Request = Can you express the records below as a two-column CSV with the header columns "label" and "points", one row per record, putting each record's text under "label" and its answer under "points"? Each value should be in one quoted field, with every line break turned into a space.

##### Records for the task

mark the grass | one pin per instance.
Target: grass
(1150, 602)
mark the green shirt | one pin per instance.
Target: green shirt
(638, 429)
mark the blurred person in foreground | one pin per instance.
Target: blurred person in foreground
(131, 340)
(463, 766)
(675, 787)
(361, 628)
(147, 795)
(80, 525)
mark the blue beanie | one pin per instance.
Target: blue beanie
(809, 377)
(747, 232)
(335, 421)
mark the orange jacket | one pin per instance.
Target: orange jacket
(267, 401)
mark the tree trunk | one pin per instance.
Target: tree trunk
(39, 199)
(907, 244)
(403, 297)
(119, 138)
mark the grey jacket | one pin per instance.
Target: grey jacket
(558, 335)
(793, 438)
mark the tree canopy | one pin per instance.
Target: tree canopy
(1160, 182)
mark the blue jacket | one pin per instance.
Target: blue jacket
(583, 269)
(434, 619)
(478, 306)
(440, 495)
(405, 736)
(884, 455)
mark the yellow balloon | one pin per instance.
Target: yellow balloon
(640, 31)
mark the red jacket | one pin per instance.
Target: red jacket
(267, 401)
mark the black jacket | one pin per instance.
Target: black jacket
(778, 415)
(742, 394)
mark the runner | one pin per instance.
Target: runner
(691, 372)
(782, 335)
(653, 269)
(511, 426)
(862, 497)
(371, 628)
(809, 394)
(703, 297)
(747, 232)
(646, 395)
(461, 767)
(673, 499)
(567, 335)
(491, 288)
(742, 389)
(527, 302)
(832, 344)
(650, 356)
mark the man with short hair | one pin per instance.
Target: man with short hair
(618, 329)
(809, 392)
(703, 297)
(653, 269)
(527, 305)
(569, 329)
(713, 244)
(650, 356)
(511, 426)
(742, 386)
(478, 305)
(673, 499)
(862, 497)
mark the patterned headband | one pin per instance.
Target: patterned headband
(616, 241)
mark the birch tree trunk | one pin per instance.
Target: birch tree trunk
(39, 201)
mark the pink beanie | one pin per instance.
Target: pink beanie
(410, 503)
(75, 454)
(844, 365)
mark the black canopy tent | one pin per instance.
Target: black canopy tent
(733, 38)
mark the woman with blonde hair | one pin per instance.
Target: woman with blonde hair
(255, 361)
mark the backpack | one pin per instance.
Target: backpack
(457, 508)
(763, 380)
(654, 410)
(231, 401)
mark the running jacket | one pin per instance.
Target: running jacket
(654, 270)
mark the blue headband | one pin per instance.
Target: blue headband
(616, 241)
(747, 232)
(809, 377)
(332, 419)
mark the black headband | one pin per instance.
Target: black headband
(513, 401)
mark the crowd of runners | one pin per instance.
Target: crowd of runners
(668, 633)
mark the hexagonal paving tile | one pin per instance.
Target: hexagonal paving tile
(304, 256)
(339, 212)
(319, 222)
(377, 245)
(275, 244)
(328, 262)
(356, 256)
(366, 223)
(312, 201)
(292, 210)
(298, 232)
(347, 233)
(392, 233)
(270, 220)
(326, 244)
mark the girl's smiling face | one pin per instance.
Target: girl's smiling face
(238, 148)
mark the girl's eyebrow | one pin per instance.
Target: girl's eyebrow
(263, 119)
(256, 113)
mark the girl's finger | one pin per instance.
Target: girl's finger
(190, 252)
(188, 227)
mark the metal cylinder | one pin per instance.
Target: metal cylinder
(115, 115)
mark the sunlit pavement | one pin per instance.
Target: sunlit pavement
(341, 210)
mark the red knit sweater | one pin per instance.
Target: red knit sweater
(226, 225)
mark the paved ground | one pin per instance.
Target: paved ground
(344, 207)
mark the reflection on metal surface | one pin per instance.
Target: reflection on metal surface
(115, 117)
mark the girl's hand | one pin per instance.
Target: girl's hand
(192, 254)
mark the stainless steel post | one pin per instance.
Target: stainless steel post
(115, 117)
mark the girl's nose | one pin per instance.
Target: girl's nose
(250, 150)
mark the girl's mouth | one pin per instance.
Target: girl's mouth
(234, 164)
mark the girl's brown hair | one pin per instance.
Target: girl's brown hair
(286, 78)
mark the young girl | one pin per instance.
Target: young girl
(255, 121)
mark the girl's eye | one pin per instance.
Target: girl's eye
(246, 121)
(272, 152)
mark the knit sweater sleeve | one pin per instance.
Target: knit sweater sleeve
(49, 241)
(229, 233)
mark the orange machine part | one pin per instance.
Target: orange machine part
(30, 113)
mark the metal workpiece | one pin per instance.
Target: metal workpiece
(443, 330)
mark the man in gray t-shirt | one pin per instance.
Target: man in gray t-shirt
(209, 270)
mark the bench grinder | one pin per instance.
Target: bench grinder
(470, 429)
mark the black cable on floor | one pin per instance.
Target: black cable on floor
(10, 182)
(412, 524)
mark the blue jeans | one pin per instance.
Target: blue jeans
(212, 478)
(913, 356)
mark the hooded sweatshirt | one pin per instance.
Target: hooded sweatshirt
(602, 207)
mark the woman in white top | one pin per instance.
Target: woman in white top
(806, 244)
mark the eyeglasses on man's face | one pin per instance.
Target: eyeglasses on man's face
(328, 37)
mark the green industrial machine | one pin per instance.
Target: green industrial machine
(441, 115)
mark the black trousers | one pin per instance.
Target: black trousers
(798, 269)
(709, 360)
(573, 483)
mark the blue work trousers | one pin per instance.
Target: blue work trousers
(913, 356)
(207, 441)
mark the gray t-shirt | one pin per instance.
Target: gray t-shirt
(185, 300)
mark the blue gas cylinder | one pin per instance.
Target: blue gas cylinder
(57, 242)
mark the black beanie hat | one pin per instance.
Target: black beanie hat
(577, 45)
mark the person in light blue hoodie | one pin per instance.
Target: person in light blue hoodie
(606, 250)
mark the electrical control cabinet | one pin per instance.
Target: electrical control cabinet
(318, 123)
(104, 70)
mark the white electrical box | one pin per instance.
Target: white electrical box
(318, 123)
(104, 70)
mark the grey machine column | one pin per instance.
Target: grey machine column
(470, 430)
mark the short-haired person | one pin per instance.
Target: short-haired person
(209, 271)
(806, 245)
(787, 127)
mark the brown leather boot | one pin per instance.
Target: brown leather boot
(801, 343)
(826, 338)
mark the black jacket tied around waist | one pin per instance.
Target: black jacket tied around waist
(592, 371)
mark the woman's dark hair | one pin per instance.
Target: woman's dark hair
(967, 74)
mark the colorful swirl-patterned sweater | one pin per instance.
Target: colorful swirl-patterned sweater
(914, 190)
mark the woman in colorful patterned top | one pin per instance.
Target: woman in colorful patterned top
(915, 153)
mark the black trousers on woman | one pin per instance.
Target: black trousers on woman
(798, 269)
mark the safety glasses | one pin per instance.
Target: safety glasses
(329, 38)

##########

Finished exercise =
label,points
"mark the grass | one pin per instance. Target: grass","(1150, 602)"
"mark the green shirt | one pin per instance. Target: green shirt","(638, 429)"
"mark the blurred person in foreground | one pin per instance. Target: blurred person in foreground","(131, 340) (463, 766) (675, 787) (361, 628) (147, 795) (80, 525)"
"mark the blue beanie | one pin per instance. Target: blue beanie","(809, 377) (747, 232) (335, 421)"
"mark the orange jacket | one pin per instance. Target: orange jacket","(267, 401)"
"mark the tree trunk | one pin per instance. Target: tree trunk","(39, 199) (907, 244) (403, 297) (119, 138)"
"mark the grey jacket | one pin per instance. Target: grey jacket","(558, 335) (793, 438)"
"mark the tree canopy | one pin per instance. Target: tree canopy","(1160, 182)"
"mark the blue jacket | one pin per instance. Target: blue jacket","(583, 269) (434, 619) (478, 306) (440, 495) (405, 736) (884, 455)"
"mark the yellow balloon | one pin per instance. Target: yellow balloon","(640, 31)"
"mark the red jacket | one pin per instance. Target: red jacket","(267, 401)"
"mark the black jacket | one pin per instance. Target: black jacket","(778, 415) (742, 394)"
"mark the runner | one pin per instance. Target: runner","(691, 372) (782, 335) (653, 269) (511, 426) (862, 497) (371, 628) (809, 394) (703, 297) (747, 232) (646, 395) (461, 767) (673, 499) (567, 335) (491, 288) (742, 389) (527, 302) (832, 344) (650, 356)"
"mark the man with short hair | one pin per instance. Target: man with short hair","(618, 329) (809, 392) (703, 297) (653, 269) (527, 305) (569, 329) (713, 244) (650, 356) (511, 426) (742, 386) (478, 305) (673, 499) (862, 497)"
"mark the patterned headband | one pin per instance. Target: patterned headband","(616, 241)"
"mark the birch tree trunk | one pin per instance. Target: birch tree trunk","(39, 201)"
"mark the pink beanie | one pin per instance. Target: pink beanie","(410, 503) (75, 454) (844, 365)"
"mark the black canopy tent | one pin per instance. Target: black canopy tent","(733, 38)"
"mark the woman with blonde hair | one pin per instance. Target: woman with blonde hair","(255, 361)"
"mark the backpack | one pin per instance. Target: backpack","(457, 508) (763, 380) (654, 410) (231, 401)"
"mark the running jacket | one pin per instance. Target: running jacket","(654, 270)"
"mark the blue headband | one pin per instance. Target: blue headband","(616, 241) (747, 232) (809, 377) (332, 419)"
"mark the black headband | one pin per instance. Target: black headband","(513, 401)"
"mark the crowd of runners | one pin per instance. Target: crowd of runners","(668, 633)"
"mark the hexagonal paving tile | one pin per instance. Target: hexagonal paving tile","(304, 256) (339, 212) (319, 222) (377, 245) (275, 244) (328, 262) (356, 256) (366, 223) (312, 201) (292, 210) (298, 232) (347, 233) (392, 233) (270, 220) (326, 244)"
"mark the girl's smiling face | one pin per instance. Target: girl's smiling face","(238, 148)"
"mark the girl's eyebrow | one pin per instance. Target: girl's eyebrow","(263, 119) (256, 113)"
"mark the girl's finger | one pin per instance. Target: girl's finger","(190, 252) (188, 227)"
"mark the metal cylinder | one pin per instance. Target: metal cylinder","(115, 115)"
"mark the sunlit pavement | one pin per instance. Target: sunlit pavement","(341, 210)"
"mark the red knit sweater | one pin per instance. Target: red knit sweater","(226, 225)"
"mark the paved ground | one pin per instance. Target: paved ground","(344, 207)"
"mark the reflection on metal surface | one pin per instance. Target: reflection on metal surface","(115, 117)"
"mark the girl's hand | one pin per instance. Target: girl's hand","(192, 254)"
"mark the stainless steel post | one pin per instance. Target: stainless steel post","(115, 117)"
"mark the girl's nose | one pin per instance. Target: girl's nose","(250, 150)"
"mark the girl's mouth | one pin per instance. Target: girl's mouth","(234, 164)"
"mark the girl's brown hair | one pin per instance. Target: girl's brown hair","(286, 78)"
"mark the young girl | one pin per instance. Target: young girl","(255, 121)"
"mark the girl's eye | one pin per instance. Target: girl's eye","(246, 121) (272, 152)"
"mark the knit sweater sleeve | one pin per instance. Target: knit sweater sleeve","(49, 241) (229, 233)"
"mark the orange machine part | one pin per instance. Target: orange machine part","(30, 113)"
"mark the metal workpiece | one pin per instance. Target: metal workpiece","(443, 330)"
"mark the man in gray t-shirt | one pin per instance. Target: man in gray t-shirt","(209, 270)"
"mark the bench grinder | one pin per instance. Target: bench grinder","(470, 429)"
"mark the black cable on floor | one pin per instance. Target: black cable on floor","(10, 182) (412, 524)"
"mark the blue jeans | one pin per instance. Target: blue jeans","(212, 478) (913, 356)"
"mark the hooded sweatshirt | one pin per instance. Target: hooded sweatshirt","(602, 207)"
"mark the woman in white top | one pin per instance. Target: woman in white top","(806, 244)"
"mark the eyeglasses on man's face | one pin per instance. Target: eyeglasses on man's face","(328, 37)"
"mark the green industrial machine | one pin per instance. Target: green industrial machine","(441, 115)"
"mark the black trousers | one pin per instance. Target: black trousers","(798, 269) (709, 360) (573, 483)"
"mark the blue work trousers | one pin per instance. Target: blue work trousers","(913, 356) (207, 441)"
"mark the gray t-shirt | one pin per instance. Target: gray t-shirt","(185, 300)"
"mark the blue gas cylinder | one pin per instance. Target: blue gas cylinder","(57, 242)"
"mark the black beanie hat | one pin per instance. Target: black beanie hat","(577, 45)"
"mark the person in light blue hoodie | one pin per instance. Target: person in light blue hoodie","(606, 250)"
"mark the electrical control cabinet | one pin per instance. Target: electrical control cabinet","(318, 123) (104, 70)"
"mark the white electrical box | one pin per instance. Target: white electrical box","(318, 123) (104, 70)"
"mark the grey machine column | one pin per instance. Target: grey machine column","(470, 430)"
"mark the short-haired person | one pin per instance. Target: short-haired person","(209, 271) (806, 245) (787, 127)"
"mark the brown leather boot | one pin per instance. Target: brown leather boot","(801, 343) (826, 338)"
"mark the black jacket tied around waist | one pin per instance. Target: black jacket tied around waist","(592, 371)"
"mark the woman's dark hair | one pin per instance. Target: woman's dark hair","(967, 74)"
"mark the colorful swirl-patterned sweater | one pin per instance. Target: colorful swirl-patterned sweater","(914, 190)"
"mark the woman in colorful patterned top | one pin per instance. Target: woman in colorful patterned top","(915, 153)"
"mark the black trousers on woman | one pin per instance. Target: black trousers on woman","(798, 269)"
"mark the safety glasses | one pin per instance. Target: safety glasses","(329, 38)"